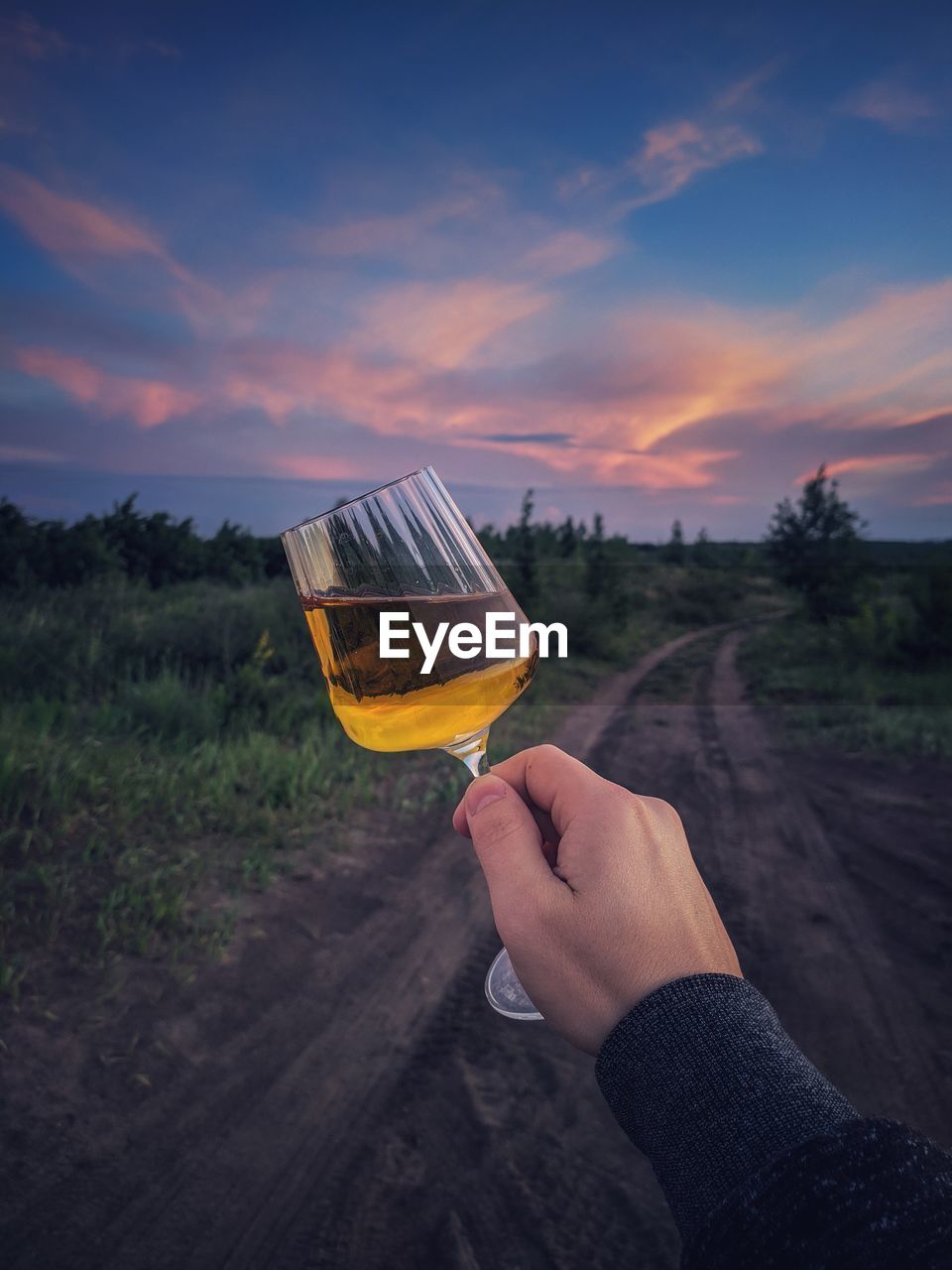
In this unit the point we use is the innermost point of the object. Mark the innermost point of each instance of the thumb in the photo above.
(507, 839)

...

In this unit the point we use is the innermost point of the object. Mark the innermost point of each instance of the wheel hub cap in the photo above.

---

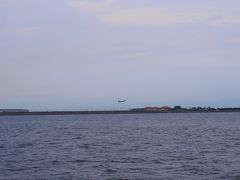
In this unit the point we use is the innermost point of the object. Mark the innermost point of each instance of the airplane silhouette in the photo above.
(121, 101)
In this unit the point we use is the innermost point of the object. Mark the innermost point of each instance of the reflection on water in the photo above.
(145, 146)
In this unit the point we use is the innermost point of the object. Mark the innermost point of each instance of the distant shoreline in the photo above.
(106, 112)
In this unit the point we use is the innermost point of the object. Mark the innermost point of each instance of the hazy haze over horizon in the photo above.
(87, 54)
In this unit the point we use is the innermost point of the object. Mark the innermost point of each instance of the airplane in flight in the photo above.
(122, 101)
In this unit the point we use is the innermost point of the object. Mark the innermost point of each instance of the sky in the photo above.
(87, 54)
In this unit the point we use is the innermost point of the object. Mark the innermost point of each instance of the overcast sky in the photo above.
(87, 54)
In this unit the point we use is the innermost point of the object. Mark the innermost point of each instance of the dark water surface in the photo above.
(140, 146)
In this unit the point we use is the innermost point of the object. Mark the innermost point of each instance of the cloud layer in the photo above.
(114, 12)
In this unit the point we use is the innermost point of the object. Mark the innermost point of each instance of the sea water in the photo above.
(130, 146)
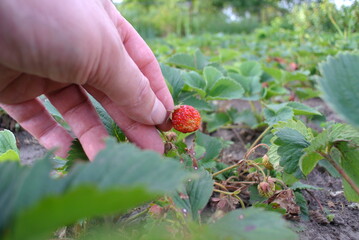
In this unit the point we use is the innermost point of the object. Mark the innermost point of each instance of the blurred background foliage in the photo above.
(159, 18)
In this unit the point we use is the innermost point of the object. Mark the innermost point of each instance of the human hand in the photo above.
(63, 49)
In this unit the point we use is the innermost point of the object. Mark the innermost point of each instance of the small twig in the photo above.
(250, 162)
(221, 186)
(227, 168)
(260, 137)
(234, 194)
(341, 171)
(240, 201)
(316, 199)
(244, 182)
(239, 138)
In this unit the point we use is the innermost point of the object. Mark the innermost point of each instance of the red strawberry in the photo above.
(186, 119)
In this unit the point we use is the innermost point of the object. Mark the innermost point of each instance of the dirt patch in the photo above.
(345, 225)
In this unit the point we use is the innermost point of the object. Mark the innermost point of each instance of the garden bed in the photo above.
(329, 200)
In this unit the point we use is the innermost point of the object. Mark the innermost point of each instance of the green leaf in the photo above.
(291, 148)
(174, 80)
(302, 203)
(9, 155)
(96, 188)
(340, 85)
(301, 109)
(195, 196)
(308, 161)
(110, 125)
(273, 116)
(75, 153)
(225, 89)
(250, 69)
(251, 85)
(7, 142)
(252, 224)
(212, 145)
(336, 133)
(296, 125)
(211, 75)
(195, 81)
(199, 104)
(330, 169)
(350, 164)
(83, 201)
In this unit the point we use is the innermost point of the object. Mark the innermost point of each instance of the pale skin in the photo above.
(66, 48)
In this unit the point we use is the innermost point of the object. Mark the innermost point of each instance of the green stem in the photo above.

[What you need to do]
Copy the lines again, beginning at the line that has "twig in the photo above." and stopping after the line that has "stem in the photo above.". Keep the item wording unchanged and add 34 to every coordinate in the answer points.

[Result of this task]
In this unit the point we use is the innermost point of the object. Mark the innermost point of each instance of the small twig in the photo above.
(284, 196)
(255, 220)
(261, 202)
(294, 171)
(268, 228)
(375, 205)
(274, 235)
(350, 233)
(278, 216)
(273, 172)
In this unit the point we use is the innermost point of the object. Mark the innermost point of each instance of the red strawberry in the photo above.
(220, 153)
In this unit the point we use is the innermost point of the object. Mark the innermost point of each instance of the dirt patch in the photo above.
(379, 259)
In this unit the point we use is the innermost point of the object. Mark the innermost point of each instance of the garden bed in the photo above.
(363, 234)
In this unit the point we use is the innermost point of the object. Mark the innermost point of each instance of the green leaf in the photo above.
(325, 182)
(208, 114)
(336, 237)
(43, 189)
(130, 222)
(374, 119)
(335, 143)
(229, 230)
(342, 195)
(144, 159)
(307, 150)
(109, 187)
(259, 123)
(284, 103)
(285, 119)
(41, 176)
(286, 258)
(246, 179)
(370, 167)
(330, 159)
(245, 109)
(229, 115)
(233, 138)
(364, 203)
(384, 198)
(117, 235)
In this unit the point we use is the innermost point of the object. Mark the innermost point of each instance of the pale skin in the photo above.
(100, 82)
In this unit the point we use is the innermost point of the object. Mark the innermost point of each instance of the green stem in the photo above.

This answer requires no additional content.